Records of labeled points:
>>>>

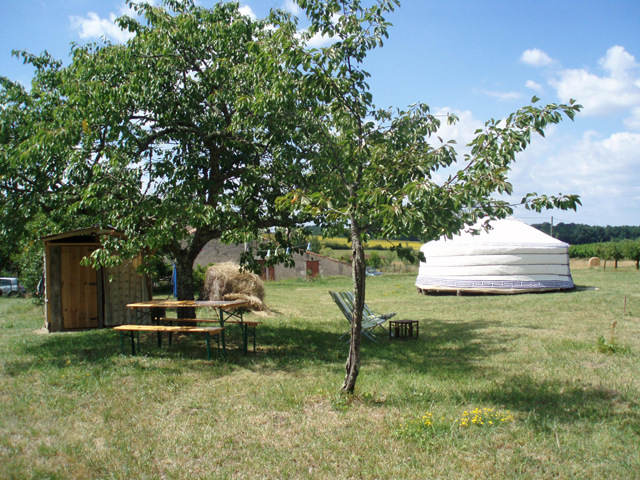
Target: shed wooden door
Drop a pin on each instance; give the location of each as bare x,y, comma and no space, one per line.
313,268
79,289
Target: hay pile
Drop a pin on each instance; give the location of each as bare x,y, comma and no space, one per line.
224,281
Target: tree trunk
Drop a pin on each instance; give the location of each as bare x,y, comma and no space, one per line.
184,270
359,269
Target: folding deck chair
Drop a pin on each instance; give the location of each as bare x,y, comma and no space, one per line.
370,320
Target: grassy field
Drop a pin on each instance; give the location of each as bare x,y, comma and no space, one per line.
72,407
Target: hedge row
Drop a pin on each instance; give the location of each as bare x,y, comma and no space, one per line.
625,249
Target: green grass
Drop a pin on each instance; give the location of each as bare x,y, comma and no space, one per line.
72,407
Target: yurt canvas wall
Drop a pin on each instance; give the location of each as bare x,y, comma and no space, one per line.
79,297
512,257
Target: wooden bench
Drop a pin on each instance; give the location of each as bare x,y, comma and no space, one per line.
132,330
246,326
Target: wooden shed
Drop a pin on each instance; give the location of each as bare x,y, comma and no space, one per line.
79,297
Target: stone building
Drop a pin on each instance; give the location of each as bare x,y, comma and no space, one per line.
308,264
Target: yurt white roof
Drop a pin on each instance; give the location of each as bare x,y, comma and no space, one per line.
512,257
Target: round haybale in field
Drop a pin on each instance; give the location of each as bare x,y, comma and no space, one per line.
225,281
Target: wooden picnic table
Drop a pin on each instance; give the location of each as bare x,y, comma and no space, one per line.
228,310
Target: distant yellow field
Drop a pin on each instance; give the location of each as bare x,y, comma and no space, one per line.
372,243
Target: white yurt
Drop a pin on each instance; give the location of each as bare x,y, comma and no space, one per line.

<<<<
>>>>

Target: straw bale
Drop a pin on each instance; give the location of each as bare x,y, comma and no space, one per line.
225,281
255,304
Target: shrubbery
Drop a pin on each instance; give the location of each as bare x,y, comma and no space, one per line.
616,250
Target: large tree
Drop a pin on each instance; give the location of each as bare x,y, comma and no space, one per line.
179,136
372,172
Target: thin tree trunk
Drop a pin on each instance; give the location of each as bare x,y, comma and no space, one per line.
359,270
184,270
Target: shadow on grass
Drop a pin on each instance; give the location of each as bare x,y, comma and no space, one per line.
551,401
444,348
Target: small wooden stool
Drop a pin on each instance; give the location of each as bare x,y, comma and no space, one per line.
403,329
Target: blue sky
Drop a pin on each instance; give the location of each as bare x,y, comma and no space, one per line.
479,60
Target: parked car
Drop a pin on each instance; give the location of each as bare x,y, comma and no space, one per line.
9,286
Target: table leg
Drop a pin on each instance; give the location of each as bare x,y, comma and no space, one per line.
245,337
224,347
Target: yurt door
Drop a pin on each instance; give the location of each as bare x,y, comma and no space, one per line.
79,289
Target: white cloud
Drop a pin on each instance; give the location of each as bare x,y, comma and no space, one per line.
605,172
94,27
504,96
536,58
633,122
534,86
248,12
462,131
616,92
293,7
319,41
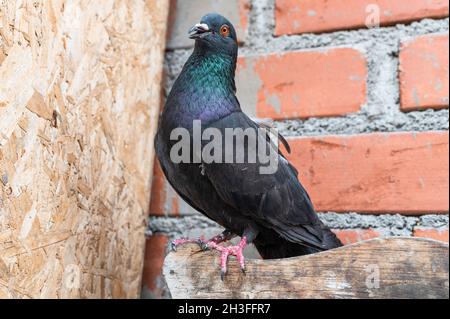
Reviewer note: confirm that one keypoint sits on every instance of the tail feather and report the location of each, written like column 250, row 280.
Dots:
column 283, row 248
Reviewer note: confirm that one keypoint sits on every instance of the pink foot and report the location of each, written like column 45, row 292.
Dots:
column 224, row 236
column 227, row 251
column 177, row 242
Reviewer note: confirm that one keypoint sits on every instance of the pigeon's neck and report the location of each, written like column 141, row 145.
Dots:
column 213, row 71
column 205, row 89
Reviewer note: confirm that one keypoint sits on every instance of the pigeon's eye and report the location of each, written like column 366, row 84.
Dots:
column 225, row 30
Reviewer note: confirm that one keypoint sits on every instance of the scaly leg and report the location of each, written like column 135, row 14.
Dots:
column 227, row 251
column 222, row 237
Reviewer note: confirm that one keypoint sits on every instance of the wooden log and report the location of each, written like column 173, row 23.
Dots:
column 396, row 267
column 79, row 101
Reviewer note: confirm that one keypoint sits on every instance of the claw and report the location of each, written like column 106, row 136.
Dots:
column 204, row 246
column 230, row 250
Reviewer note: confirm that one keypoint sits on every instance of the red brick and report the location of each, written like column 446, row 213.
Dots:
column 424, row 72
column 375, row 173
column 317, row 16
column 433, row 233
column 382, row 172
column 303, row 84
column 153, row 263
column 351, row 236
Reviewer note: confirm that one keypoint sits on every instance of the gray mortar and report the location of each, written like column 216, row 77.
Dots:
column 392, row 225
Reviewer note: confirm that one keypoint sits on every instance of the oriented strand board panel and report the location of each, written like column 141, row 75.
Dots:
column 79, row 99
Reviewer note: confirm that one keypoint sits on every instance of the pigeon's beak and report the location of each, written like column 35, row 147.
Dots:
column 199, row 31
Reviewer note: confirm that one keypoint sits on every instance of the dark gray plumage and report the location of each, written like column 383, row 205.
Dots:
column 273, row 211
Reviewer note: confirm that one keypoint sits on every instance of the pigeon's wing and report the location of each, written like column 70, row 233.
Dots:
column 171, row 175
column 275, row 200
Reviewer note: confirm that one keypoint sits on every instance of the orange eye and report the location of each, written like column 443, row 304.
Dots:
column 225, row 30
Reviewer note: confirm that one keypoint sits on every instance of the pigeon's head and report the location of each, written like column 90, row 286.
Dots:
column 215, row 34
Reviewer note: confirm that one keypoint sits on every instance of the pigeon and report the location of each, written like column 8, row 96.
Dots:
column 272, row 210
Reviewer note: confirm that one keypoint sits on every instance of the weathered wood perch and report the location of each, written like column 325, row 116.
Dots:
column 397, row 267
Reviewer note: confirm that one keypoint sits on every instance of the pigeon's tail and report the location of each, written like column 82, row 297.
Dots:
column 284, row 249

<<<<

__Task__. Reproduce the lines between the ones holding "Target: yurt door" and "column 283, row 248", inclusive, swapping "Drop a pin" for "Place a dot" and changing nothing else. Omit the pictures.

__Expected answer__.
Target: yurt door
Place a dot on each instance; give the location of each as bare x,y, comma and no space, one per line.
79,289
Target: white cloud
Place a dot on each instance; give the location of each as bare x,y, comma and no space, one per line.
605,172
94,27
504,96
536,58
633,122
534,86
248,12
462,131
616,92
293,7
319,41
Reviewer note: confirm that one keypoint sits on every instance of the tail feather and report the location of each, written like column 250, row 280.
Dots:
column 283, row 248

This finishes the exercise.